> **The problem**
Update the rows below by replacing every "innermost" with "most central", leaving all other text as it is.

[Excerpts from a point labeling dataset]

# # #

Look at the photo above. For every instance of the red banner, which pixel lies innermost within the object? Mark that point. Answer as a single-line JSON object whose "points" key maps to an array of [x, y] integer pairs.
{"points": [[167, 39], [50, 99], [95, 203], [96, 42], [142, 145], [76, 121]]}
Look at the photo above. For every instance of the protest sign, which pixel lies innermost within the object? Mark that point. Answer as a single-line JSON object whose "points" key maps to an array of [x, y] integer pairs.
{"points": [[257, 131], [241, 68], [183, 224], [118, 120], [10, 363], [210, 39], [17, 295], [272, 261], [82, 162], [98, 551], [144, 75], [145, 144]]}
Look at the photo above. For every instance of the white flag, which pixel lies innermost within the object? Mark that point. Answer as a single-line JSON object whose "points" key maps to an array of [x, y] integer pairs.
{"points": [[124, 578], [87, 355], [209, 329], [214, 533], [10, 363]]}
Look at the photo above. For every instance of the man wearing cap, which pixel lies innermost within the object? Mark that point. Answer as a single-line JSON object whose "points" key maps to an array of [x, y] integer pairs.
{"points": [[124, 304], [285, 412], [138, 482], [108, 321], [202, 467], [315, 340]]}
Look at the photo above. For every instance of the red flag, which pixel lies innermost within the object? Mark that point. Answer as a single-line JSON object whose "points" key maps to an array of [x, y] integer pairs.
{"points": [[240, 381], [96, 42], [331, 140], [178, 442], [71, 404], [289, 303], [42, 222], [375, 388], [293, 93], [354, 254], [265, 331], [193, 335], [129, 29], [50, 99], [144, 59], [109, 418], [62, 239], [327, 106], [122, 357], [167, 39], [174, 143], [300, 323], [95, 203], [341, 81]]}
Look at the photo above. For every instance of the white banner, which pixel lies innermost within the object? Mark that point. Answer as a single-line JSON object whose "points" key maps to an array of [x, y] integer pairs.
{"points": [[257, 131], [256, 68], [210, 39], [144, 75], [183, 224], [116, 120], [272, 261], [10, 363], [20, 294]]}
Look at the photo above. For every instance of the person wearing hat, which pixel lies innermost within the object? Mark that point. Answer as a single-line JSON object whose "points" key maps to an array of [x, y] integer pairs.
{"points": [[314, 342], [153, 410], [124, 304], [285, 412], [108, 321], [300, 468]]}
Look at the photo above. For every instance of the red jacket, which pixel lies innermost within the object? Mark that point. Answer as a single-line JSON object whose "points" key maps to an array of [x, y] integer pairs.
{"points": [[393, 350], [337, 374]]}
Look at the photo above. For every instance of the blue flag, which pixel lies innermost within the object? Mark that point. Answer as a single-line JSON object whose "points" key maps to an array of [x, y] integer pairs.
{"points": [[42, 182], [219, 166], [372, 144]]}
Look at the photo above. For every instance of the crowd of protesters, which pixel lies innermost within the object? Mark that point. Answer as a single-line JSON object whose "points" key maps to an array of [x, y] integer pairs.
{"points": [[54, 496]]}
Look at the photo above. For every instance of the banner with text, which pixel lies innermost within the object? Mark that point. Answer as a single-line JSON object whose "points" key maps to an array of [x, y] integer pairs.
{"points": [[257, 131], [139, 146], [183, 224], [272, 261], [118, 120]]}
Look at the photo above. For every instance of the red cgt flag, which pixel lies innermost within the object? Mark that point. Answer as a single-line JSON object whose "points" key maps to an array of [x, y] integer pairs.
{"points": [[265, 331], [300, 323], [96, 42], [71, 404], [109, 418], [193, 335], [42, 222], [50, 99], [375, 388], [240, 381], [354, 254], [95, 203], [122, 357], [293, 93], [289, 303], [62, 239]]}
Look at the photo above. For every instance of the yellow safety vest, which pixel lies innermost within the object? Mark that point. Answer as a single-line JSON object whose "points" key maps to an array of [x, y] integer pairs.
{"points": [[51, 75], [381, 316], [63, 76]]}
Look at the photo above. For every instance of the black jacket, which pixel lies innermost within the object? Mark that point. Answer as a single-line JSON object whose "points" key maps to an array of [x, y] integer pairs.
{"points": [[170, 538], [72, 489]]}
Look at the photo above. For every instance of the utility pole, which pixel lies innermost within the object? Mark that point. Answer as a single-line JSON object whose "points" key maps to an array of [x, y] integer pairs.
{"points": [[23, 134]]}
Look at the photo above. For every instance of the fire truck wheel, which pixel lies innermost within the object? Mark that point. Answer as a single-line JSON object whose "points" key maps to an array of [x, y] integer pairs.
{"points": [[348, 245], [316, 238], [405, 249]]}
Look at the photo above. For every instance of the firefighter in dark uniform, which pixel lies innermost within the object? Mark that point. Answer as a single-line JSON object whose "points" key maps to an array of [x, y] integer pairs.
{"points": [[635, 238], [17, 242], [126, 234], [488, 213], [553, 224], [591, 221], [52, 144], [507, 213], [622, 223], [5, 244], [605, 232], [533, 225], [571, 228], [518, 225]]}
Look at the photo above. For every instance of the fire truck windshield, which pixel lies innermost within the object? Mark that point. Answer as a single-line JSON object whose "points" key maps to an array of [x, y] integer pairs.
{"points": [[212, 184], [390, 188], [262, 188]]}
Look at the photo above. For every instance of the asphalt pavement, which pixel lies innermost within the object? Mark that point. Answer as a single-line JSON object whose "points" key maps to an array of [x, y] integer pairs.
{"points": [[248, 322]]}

# # #

> **Written answer**
Look at the photo above. For every instance of the red banner, which pixel lies most central within the object? Mark that point. Answer as a single-line JSON object whose "points" key maps to an array of [x, y] integer pairs.
{"points": [[167, 39], [50, 99], [95, 203], [96, 42], [142, 145], [76, 121]]}
Look at the photo above. For every instance of the protest sign, which pixel lies most central within the object? Mark that point. Answer as a single-line JSON object whose "points" key maps to an array of [x, y] integer pairs.
{"points": [[257, 131], [241, 68], [183, 224], [118, 120], [10, 363], [210, 39], [17, 295], [272, 261], [82, 162], [98, 551], [144, 75], [145, 144]]}
Look at the photo above. For every instance of the white flag, which pixel lies most central within the object? Mark that point. Answer as a single-line JSON object whose "points" key maps to an array of [x, y] integer pairs.
{"points": [[124, 578], [87, 355], [209, 329], [214, 533], [10, 363]]}
Look at the photo above. For every instance of the man wearing cap, which pixel lies most central within the object? Mark that point. Answer as a single-line JSON object whose "points" key maps to an array of [x, y] integer pairs.
{"points": [[124, 304], [285, 412], [138, 482], [108, 321], [202, 467], [315, 340]]}
Look at the photo above. For every instance of the red flag, which pixel lies most central within the object? Mark that point. Answer as a single-line JSON object whose "points" key maps to an array of [x, y] integer pairs.
{"points": [[240, 381], [96, 42], [331, 140], [178, 442], [71, 404], [289, 303], [42, 222], [375, 388], [293, 93], [354, 254], [265, 331], [193, 335], [129, 29], [50, 99], [144, 59], [109, 418], [62, 239], [327, 106], [122, 357], [167, 39], [174, 143], [300, 323], [95, 203], [341, 81]]}
Look at the photo above. For every instance of the white banner, which pixel lies most central within the object? Mark that point. Answer as a single-line JSON object whose "points" key maps to an array of [x, y] integer pairs.
{"points": [[257, 131], [256, 68], [210, 39], [144, 75], [183, 224], [116, 120], [272, 261], [10, 363], [20, 294]]}
Look at the photo above. For every instance of the person wearing hat, which pixel lies most central within the object? Mark that point. Answer as a single-line JSON object whose "points" key maps to an array of [x, y] integer pairs.
{"points": [[314, 342], [153, 410], [124, 304], [285, 412], [108, 321], [300, 468]]}
Look at the photo above. For every instance of the red jacket, which pixel lies most central within the object? Mark that point. Answer as a single-line JSON object whose "points" key maps to an array of [x, y] integer pairs.
{"points": [[393, 350], [337, 374]]}
Look at the photo above. For every instance of the blue flag, which pixel lies most central within the object? Mark that point. Answer as a single-line JSON object whose "points" key maps to an array of [x, y] integer pairs.
{"points": [[42, 182], [219, 166], [372, 144]]}
Look at the photo above. For every instance of the crowd of protesters, which pixel lies most central within the object? Mark that point. Answer as a single-line JSON object whose "points" key maps to an array of [x, y] integer pairs.
{"points": [[54, 496]]}
Look at the photo above. For every instance of the banner with text, which pixel lies most central within the object? Mark that point. Answer as a single-line JSON object whose "points" key maps to an array of [x, y] integer pairs.
{"points": [[257, 131], [139, 146], [183, 224], [272, 261], [118, 120]]}
Look at the photo above. For every instance of the red cgt flag, which pixel lies most central within the object? Mark that point. Answer as a single-line JSON object whose "points" key maps to an array of [x, y] integer pairs.
{"points": [[265, 331], [300, 323], [96, 42], [71, 404], [109, 418], [193, 335], [42, 222], [50, 99], [375, 388], [240, 381], [354, 254], [95, 203], [122, 357], [293, 93], [289, 303], [62, 239]]}
Look at the photo above. For every instance of the yellow safety vest, which pixel lies most central within the object? Mark that point. Answer as a single-line JSON object whose "points" key maps to an array of [x, y] integer pairs.
{"points": [[51, 75], [381, 316], [63, 76]]}
Look at the photo above. For every instance of the black jacket, which pixel lies most central within the object? Mark that point. Answer as a single-line JSON object whose "points" key maps to an array of [x, y] integer pairs.
{"points": [[170, 538], [72, 489]]}
Look at the photo above. For every instance of the utility pole, which pixel lies most central within the object? Mark that point. Answer as a single-line JSON object whose "points" key maps to an array of [x, y] integer pairs.
{"points": [[23, 134]]}
Look at the photo above. For every instance of the fire truck wheel, which pixel lies most central within the object? Mark that point. Answer as a single-line JSON object whose "points" key maps to an array of [x, y] integer pairs.
{"points": [[348, 245], [316, 238], [405, 249]]}
Look at the photo above. For every instance of the firefighter in dark uniform, which pixel lies most central within the object? Mark that point. Answer as a single-line JSON object whose "points" key maps to an array of [x, y] integer pairs.
{"points": [[635, 238], [17, 242], [126, 234], [488, 213], [553, 224], [591, 221], [52, 144], [507, 213], [622, 223], [5, 244], [605, 232], [533, 225], [571, 228], [518, 225]]}
Look at the photo above. For every instance of the fire truck windshield, which pixel lies most central within the object? Mark that point. Answer as a single-line JSON object whose "points" key maps to an array of [x, y] integer pairs.
{"points": [[212, 184], [390, 188], [262, 188]]}
Look at the photo above. For every instance of the asphalt pavement, which pixel lies most central within the object? Mark that point. Answer as a single-line JSON object whose "points" key maps to an array of [x, y] integer pairs.
{"points": [[248, 322]]}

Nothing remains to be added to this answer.